Supplied text:
------

Other Gadgets: The Gadget Guy site has released their own Gadget, a full-featured, well-designed and customizable one. Definitely worth checking out. Universal Music has released a Windows Media Player Gadget that controls your player and brings music news, upcoming events, and music videos.
The grand prize package includes a Windows Vista-based, AMD-powered Dell desktop PC; a 24-inch widescreen monitor; a Zune™ digital media player; an Xbox 360® video game and entertainment system; three Games for Windows® game titles; a Microsoft® LifeCam VX-6000 webcam; Microsoft Office Ultimate 2007; and $50,000 cash.
Plus, the real big prize: a trip into space via Rocketplane XP. Solving all those puzzles and watching those weird videos will sent this guy 330,000 miles up above the Earth.
Some reversals at Windows Live: Windows Live Shopping is renamed back to MSN Shopping, and Windows Live Wifi is now MSN Wifi Center and the MSN Wifi Hotspot Locator. It’s not so much a lack of confidence in Windows Live, as it is Microsoft correcting some overbranding of Windows Live. Some things should have stayed MSN, and they’re fixing that. It seems like they’re making some big decisions regarding Windows Live, and I’m just hoping this means there’s more of a level head on branding.
There was only one decent reason to buy a PC in the months leading up to the launch of Windows Vista: the Express Upgrade program, which gave buyers of new PCs with Windows XP a free or cheap upgrade to Vista. The “Express” part of the upgrade is turning out to be a bit misleading for Dell customers, with the upgrades arriving on a first-come first-served basis in as many as 6-8 weeks, plus a website that’s experiencing nasty downtime, bugs, driver issues and other kinks.
The Express Upgrade program was a good idea, but it seems like every time Microsoft leaves anything to hardware manufacturers, they royally screw it up. Maybe the weak link in the Mac vs. PC wars is more of a hardware problem than a software one, with Dell, HP, Sony, Creative, ATI, Nvidia, and hundreds of mom-and-pops pushing out incompatible hardware, bad drivers, awful tech support, and sometimes uninspired design, all of which Apple has a lot more control over.

------

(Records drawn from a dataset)
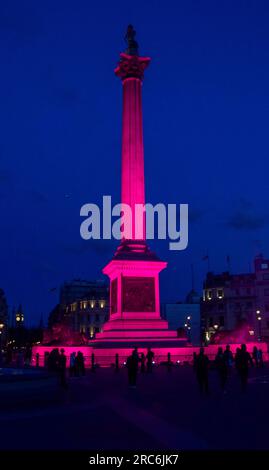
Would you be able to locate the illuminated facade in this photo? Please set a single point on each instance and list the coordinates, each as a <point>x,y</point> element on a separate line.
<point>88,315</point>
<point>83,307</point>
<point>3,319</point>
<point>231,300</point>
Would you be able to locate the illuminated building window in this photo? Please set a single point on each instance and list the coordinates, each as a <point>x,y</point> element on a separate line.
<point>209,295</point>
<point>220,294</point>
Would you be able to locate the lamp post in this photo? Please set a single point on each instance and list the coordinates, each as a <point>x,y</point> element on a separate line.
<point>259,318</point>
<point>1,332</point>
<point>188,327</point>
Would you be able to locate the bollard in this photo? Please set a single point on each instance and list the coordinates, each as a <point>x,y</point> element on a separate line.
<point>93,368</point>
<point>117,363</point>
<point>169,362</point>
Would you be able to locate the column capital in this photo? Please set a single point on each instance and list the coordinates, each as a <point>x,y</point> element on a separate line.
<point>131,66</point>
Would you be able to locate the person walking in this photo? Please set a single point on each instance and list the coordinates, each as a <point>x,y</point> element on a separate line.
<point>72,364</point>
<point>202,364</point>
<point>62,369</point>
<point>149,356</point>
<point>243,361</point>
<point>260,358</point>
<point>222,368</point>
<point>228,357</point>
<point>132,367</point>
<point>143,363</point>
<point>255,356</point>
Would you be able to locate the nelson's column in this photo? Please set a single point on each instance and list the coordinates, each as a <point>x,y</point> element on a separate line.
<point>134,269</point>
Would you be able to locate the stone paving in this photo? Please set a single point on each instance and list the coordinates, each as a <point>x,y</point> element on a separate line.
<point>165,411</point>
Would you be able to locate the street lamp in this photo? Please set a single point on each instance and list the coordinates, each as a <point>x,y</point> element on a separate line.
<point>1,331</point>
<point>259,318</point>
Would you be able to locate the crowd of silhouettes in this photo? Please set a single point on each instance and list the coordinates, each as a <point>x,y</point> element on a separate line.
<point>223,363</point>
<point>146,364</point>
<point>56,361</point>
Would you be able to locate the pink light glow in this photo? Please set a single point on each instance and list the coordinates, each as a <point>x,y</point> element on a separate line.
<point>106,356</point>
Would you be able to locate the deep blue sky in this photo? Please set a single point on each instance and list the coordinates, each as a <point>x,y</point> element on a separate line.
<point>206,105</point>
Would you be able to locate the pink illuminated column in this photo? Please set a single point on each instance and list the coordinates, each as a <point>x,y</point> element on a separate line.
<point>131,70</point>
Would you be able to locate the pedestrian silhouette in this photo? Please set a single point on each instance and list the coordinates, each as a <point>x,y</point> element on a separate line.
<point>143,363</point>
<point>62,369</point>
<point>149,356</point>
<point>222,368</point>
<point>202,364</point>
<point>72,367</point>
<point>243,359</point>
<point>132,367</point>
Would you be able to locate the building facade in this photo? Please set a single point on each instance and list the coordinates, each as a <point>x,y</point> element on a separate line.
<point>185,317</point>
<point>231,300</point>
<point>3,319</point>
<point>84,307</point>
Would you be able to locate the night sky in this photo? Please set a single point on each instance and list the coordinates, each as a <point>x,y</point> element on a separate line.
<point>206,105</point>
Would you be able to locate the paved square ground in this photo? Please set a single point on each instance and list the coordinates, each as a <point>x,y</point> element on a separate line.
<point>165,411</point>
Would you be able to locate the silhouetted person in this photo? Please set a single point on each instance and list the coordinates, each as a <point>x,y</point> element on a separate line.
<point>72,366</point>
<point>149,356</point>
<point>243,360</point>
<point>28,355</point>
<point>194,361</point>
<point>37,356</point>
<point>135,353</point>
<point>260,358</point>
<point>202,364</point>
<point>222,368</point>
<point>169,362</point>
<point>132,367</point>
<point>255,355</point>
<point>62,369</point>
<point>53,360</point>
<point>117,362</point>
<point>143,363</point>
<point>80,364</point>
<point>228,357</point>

------

Exercise instructions:
**a.** In the Windows news roundup, what is Windows Live Shopping renamed back to?
**b.** Please retype the part of the Windows news roundup that begins at the words "Other Gadgets: The" and stops after "and $50,000 cash.".

Solved tasks:
**a.** MSN Shopping

**b.**
Other Gadgets: The Gadget Guy site has released their own Gadget, a full-featured, well-designed and customizable one. Definitely worth checking out. Universal Music has released a Windows Media Player Gadget that controls your player and brings music news, upcoming events, and music videos.
The grand prize package includes a Windows Vista-based, AMD-powered Dell desktop PC; a 24-inch widescreen monitor; a Zune™ digital media player; an Xbox 360® video game and entertainment system; three Games for Windows® game titles; a Microsoft® LifeCam VX-6000 webcam; Microsoft Office Ultimate 2007; and $50,000 cash.